What is Wheat Beer? (And How is it Made?)

Have you ever wondered what wheat beer is and what exactly all the fuss is over it, but maybe you were too scared to ask something that seems so obvious? There is a lot to know about this beer and all of its variations.

A wheat beer differs from other beers in that it’s made with mostly wheat. It’s very old and has many variations most of which are German or Belgian. The beer is brewed using a combination of wheat and barley with other flavors if desired. It’s considered a light beer and perfect for summer parties.

When you think of going to a pool or lake party, what do you think of drinking? What do you crave most at a summer dance when it’s hot? For many people, a good wheat beer like Blue Moon or Shock Top is the best option for their summer drinking.

Where Did Wheat Beer Originate?

Brewing wheat beer was allegedly first done by the family Degenberger who ruled in Bavaria in 800 B.C. where Germany now is. The license to brew wheat beer was eventually passed to a duke who built a brewery in Munich which was the first to brew wheat beer.

The beer fell out of popularity in the 1880s because many breweries had to shut down, but the wheat beer was revived again when Georg Schneider opened a new brewery again in Munich.

You can’t go wrong with a cold wheat beer on a hot day in the spring or summer. A wheat beer is a great light beer for the summer season.

It’s called wheat beer because it’s got at least 50% wheat to other grains. Normally beers are made of barley, rye, corn, or even rice, but not wheat beer.

What Brands Are Most Popular?

There are really two brands of wheat beer that take the cake as the most popular brands in the US. The two typical brands of wheat beer that you’ll see in the U.S. are Blue Moon from Molson Coors and Shock Top from Anheuser-Busch InBev.

The Blue Moon beer is lighter than a typical Belgian beer, but it is Belgian-styled, and usually served with an orange slice. Shock top, on the other hand, has a bit more of a citrus kick but is also lighter than a Belgian beer.

> **The tasks**:
(a) From the wheat beer article, return the passage starting with "A wheat beer differs" and going on through "brew wheat beer.".
(b) Answer the following questions using the wheat beer article.
(i) Who opened the new brewery in Munich that revived wheat beer?
(ii) What minimum proportion of wheat to other grains does a wheat beer contain?
(iii) Which company produces Shock Top?
(c) Continue the wheat beer article from the point at which it ends.
The material that follows may be set aside, as it is not required for any task.

> **Records supplied**:
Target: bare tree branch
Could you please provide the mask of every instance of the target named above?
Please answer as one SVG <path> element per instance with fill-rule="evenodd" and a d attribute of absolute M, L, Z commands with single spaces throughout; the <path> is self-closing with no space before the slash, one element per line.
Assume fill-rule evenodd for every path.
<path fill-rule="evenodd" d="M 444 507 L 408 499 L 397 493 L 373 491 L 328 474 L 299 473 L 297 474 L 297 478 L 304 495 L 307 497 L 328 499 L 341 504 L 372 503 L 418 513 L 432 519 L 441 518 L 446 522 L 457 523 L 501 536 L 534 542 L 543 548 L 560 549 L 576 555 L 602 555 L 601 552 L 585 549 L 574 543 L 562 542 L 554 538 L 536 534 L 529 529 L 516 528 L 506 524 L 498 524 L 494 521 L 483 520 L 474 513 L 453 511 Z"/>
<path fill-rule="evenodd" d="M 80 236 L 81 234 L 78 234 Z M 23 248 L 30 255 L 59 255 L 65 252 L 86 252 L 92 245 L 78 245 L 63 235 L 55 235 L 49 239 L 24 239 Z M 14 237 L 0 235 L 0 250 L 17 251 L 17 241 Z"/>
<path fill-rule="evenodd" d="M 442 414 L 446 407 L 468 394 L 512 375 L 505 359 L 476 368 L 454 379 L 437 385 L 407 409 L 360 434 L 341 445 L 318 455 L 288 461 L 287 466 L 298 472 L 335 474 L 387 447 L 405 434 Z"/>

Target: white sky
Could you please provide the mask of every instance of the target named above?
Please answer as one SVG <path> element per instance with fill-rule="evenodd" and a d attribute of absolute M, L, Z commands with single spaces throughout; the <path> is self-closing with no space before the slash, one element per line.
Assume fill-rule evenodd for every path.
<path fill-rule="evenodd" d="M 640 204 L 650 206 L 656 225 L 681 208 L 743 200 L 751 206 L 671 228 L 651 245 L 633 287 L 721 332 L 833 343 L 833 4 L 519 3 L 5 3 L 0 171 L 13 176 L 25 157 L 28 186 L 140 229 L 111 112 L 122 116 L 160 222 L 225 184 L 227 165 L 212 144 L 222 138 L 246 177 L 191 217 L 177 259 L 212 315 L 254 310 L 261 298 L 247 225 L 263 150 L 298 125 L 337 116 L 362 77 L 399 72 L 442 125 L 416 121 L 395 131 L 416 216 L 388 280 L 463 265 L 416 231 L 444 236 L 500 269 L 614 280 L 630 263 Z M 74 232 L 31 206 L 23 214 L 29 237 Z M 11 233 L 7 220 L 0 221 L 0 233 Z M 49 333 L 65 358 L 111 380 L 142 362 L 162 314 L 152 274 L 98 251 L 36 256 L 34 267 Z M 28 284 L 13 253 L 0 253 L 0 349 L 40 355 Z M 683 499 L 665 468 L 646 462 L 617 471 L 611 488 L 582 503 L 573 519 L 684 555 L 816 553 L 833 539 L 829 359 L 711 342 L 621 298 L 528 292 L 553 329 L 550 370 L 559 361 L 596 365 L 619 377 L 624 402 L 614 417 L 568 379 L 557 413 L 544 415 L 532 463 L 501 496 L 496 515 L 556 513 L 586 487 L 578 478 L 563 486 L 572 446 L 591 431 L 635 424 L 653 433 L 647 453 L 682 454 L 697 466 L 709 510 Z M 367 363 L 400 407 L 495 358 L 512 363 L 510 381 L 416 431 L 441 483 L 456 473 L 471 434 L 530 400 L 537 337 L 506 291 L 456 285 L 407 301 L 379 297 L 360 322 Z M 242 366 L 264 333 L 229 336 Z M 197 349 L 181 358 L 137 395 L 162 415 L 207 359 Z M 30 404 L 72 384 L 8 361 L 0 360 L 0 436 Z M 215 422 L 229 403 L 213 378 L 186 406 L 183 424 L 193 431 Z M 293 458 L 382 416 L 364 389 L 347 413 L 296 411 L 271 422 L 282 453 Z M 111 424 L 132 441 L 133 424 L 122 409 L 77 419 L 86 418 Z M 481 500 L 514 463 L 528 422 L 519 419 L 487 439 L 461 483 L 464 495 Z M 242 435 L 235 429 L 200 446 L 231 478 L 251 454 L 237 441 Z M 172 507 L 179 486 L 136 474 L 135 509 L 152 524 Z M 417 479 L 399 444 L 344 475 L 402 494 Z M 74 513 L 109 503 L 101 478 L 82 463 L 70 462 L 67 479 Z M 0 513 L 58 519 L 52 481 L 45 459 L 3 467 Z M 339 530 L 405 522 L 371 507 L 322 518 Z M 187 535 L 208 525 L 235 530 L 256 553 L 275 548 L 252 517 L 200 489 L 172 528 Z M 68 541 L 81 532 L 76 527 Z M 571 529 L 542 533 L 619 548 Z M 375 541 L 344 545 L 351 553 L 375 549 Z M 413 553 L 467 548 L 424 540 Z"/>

> **Answers given**:
(a)
A wheat beer differs from other beers in that it’s made with mostly wheat. It’s very old and has many variations most of which are German or Belgian. The beer is brewed using a combination of wheat and barley with other flavors if desired. It’s considered a light beer and perfect for summer parties.

When you think of going to a pool or lake party, what do you think of drinking? What do you crave most at a summer dance when it’s hot? For many people, a good wheat beer like Blue Moon or Shock Top is the best option for their summer drinking.

Where Did Wheat Beer Originate?

Brewing wheat beer was allegedly first done by the family Degenberger who ruled in Bavaria in 800 B.C. where Germany now is. The license to brew wheat beer was eventually passed to a duke who built a brewery in Munich which was the first to brew wheat beer.

(b)
(i) Georg Schneider
(ii) At least 50%
(iii) Anheuser-Busch InBev

(c)
Read Also: All About Saison Beer in One Guide!

Wheat beers are considered ale and not lagers. They use ale yeast in the fermenting process which gives the beer a hazy look because the yeast ferments on the top rather than on the bottom, which clouds up the color.

They also have more calories than other light beers like the American light macro lager, but they stack up nearly the same with 170 calories a bottle which is comparable to other beers that are full-strength. A good rule of thumb is that the more alcohol content, the higher the calories.

What is Wheat Beer Like?

#1 Smell:

The aroma of a wheat beer is sort of varied from place to place. A good Bavarian beer will have a clove or banana flavor with hops for bitterness. Add malt to that and the smell is, well, like malt. American wheat beers use more citrus, vanilla, or perhaps bubblegum flavors to them, which can show up in the smell.

#2 Taste:

The taste of wheat beer is a dry one, but somewhat less bitter due to the lack of hops, or at least the fact that there is less hopping in wheat beer. Overall it is even and easy to drink.

#3 Mouthfeel:

After a taste, the mouth feel is important to testers as it tells them how it is or what sensations it produces when it hits the mouth. For this beer, it’s medium feel which goes into a creamy sensation as the wheat flavor kicks in.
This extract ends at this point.